◆ Task description ◆
Extract the line that contains "of the paper" and every line after it to the end of the records below, exactly as written and nothing else.

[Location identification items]
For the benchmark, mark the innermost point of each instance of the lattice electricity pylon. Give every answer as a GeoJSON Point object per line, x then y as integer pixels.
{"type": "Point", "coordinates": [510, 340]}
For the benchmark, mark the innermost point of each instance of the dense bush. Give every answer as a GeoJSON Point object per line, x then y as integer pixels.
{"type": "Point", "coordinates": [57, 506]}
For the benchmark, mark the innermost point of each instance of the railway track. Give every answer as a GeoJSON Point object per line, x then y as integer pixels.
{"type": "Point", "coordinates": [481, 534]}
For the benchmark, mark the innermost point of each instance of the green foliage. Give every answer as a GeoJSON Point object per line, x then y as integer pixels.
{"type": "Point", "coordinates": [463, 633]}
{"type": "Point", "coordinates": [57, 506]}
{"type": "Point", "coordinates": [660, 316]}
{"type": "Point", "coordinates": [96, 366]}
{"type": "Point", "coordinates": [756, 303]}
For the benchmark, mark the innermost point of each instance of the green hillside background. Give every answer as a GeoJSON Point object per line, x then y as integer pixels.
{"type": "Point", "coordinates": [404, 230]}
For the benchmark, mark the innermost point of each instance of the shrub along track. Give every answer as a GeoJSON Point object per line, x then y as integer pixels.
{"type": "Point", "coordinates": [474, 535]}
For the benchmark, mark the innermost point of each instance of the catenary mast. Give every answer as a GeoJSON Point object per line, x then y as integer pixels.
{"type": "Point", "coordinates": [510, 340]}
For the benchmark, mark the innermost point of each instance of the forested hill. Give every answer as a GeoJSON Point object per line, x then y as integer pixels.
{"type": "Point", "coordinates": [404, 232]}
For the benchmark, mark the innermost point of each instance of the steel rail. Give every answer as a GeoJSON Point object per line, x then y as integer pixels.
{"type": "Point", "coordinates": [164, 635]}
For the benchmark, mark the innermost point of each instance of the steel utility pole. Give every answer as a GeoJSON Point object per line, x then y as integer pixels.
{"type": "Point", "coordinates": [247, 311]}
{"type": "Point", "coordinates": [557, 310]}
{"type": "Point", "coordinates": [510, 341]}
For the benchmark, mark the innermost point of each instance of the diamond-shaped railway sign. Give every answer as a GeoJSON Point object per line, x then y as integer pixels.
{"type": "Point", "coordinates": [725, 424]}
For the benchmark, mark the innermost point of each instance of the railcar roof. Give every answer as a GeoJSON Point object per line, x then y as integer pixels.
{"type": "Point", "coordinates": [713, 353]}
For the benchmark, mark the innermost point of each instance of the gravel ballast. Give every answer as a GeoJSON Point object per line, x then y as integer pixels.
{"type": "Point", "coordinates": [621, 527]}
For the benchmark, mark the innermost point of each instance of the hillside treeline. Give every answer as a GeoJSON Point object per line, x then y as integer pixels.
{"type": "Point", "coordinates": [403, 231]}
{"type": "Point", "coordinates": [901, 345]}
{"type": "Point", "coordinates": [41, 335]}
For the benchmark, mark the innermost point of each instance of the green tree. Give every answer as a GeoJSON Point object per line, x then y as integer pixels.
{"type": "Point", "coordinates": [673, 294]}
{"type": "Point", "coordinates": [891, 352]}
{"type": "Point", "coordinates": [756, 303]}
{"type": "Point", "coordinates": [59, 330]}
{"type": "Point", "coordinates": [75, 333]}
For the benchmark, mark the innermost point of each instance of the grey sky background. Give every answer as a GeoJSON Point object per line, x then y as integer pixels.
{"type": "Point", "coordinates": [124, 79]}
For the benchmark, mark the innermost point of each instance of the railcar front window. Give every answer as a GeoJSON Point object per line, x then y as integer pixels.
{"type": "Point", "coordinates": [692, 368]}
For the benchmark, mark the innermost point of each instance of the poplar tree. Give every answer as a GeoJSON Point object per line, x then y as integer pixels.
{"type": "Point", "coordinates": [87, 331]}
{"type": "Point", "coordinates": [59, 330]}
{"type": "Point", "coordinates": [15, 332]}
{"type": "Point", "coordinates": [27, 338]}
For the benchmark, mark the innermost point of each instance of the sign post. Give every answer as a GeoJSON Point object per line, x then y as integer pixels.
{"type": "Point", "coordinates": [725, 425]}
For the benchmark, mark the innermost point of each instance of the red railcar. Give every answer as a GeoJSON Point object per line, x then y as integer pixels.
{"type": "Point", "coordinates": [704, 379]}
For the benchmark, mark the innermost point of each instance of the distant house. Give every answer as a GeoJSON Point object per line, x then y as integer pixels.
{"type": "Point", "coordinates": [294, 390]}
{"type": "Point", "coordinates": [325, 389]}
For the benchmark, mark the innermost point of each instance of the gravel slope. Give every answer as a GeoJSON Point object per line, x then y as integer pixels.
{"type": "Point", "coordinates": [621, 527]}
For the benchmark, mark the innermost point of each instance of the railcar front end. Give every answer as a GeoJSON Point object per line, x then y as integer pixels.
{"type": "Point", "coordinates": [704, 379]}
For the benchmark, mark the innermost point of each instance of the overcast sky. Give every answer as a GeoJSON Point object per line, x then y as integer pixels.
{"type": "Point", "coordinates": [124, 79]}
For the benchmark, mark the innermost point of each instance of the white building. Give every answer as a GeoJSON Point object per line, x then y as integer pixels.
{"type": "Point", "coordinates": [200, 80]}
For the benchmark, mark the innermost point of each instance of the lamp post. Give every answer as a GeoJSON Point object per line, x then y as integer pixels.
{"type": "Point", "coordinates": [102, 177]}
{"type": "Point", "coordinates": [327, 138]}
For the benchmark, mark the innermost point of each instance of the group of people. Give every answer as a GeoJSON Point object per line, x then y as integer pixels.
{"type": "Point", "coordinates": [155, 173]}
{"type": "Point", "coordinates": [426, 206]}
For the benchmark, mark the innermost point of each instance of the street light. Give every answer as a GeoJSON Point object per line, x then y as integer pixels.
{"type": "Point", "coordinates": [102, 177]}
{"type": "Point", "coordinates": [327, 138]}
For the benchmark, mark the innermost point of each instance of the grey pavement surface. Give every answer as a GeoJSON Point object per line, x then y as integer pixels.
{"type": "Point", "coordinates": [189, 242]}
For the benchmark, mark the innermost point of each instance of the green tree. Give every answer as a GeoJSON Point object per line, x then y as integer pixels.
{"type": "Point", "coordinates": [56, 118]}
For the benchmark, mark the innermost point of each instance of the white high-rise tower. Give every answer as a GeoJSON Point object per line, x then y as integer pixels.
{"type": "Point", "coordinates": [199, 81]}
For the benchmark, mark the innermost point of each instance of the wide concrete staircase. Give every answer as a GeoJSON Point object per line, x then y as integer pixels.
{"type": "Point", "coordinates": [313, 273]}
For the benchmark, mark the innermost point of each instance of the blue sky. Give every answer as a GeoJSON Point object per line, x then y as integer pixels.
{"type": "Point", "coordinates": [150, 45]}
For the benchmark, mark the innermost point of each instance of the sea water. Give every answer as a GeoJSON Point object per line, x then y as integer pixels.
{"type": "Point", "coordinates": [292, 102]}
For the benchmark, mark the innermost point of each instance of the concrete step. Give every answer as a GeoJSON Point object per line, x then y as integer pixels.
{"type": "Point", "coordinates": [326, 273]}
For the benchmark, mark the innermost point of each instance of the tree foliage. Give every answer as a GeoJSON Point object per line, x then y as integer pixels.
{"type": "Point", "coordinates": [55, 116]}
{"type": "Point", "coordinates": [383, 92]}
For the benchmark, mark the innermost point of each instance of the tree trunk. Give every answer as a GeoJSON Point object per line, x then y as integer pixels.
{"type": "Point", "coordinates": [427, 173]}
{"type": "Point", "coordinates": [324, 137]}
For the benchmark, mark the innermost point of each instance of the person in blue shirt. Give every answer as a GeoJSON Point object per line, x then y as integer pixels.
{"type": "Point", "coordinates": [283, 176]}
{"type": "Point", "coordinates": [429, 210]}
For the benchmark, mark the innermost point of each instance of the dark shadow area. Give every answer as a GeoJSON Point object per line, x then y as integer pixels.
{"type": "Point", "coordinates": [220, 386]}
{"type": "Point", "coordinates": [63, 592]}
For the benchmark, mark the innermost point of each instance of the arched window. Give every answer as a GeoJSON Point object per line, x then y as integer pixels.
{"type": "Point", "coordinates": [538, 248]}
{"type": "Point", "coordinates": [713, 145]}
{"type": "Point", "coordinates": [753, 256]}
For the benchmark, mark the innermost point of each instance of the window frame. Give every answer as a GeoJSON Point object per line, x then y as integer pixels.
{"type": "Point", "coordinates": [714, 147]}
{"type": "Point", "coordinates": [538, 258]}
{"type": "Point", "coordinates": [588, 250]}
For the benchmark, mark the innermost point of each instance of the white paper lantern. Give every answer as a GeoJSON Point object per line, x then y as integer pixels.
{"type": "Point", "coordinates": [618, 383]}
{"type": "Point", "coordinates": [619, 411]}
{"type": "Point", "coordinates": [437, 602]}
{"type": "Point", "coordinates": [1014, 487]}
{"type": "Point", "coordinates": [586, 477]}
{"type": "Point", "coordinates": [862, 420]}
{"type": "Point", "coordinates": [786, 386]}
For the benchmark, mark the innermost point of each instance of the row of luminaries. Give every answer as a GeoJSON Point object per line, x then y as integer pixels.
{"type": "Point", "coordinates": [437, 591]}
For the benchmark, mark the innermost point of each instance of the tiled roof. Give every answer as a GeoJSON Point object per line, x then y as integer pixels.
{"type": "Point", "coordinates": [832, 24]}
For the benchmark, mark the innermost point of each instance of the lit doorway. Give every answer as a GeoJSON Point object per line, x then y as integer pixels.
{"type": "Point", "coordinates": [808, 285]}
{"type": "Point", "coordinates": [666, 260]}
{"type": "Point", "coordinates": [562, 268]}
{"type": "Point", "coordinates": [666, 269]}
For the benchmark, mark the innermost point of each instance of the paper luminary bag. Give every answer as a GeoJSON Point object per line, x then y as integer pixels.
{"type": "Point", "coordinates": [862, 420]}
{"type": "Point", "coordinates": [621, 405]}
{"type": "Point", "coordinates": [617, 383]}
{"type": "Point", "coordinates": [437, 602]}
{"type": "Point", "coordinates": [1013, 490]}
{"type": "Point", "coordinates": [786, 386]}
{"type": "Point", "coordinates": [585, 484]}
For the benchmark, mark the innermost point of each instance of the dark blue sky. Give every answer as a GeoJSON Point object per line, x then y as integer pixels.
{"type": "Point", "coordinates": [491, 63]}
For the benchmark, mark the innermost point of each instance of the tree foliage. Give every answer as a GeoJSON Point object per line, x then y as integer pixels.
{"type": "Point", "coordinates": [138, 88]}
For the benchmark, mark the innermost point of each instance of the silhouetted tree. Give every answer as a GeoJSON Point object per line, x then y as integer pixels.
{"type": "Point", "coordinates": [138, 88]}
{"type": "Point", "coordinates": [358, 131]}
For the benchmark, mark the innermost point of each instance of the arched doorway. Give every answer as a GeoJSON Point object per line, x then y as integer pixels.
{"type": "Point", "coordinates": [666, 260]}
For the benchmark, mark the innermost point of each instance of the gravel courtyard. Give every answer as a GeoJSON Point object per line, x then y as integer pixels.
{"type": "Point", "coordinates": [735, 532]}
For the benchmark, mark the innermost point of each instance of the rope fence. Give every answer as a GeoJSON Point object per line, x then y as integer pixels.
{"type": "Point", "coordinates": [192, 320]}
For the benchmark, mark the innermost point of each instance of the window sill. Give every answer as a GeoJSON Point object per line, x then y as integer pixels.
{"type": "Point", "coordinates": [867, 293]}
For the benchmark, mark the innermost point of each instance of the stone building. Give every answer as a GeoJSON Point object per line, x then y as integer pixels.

◆ The completed task ◆
For the benchmark, mark the innermost point of each instance of the paper luminary bag. Give every answer as a GeoJSON Point object per line, x then y as integer pixels.
{"type": "Point", "coordinates": [862, 420]}
{"type": "Point", "coordinates": [621, 405]}
{"type": "Point", "coordinates": [617, 383]}
{"type": "Point", "coordinates": [437, 602]}
{"type": "Point", "coordinates": [1013, 490]}
{"type": "Point", "coordinates": [786, 386]}
{"type": "Point", "coordinates": [585, 484]}
For the benchmark, mark the innermost point of each instance of the dark blue sky. Give every answer as a GeoJSON Point object per line, x then y as integer pixels.
{"type": "Point", "coordinates": [491, 63]}
For the benchmark, mark the innermost point of each instance of the tree foliage. Give every answer as a GeoJSON Point object per line, x then y as integer pixels.
{"type": "Point", "coordinates": [138, 88]}
For the benchmark, mark the innermost point of each instance of the silhouetted tree. Give every answer as a GeoJSON Point object per line, x then y as integer pixels.
{"type": "Point", "coordinates": [138, 88]}
{"type": "Point", "coordinates": [358, 131]}
For the benchmark, mark the innermost point of each instance of the arched doorway. Give every answer as a GeoJSON Point object per line, x then y as integer pixels.
{"type": "Point", "coordinates": [666, 260]}
For the benchmark, mark the innermost point of each instance of the gravel courtyard. Give every answer as a GeoJSON Point object per line, x then y as integer pixels.
{"type": "Point", "coordinates": [735, 532]}
For the benchmark, mark the innermost point of each instance of the rope fence. Give every answer as a GeoJSON Point object per line, x then y as integer pixels.
{"type": "Point", "coordinates": [192, 320]}
For the benchmark, mark the innermost point of each instance of the window sill. Give every answer as a GeoJSON Point object per line, x then y as integer pixels.
{"type": "Point", "coordinates": [867, 293]}
For the benchmark, mark the innermost point of each instance of the stone building. Give every answer as a GeoJSON Point object per line, x then y as integer pixels.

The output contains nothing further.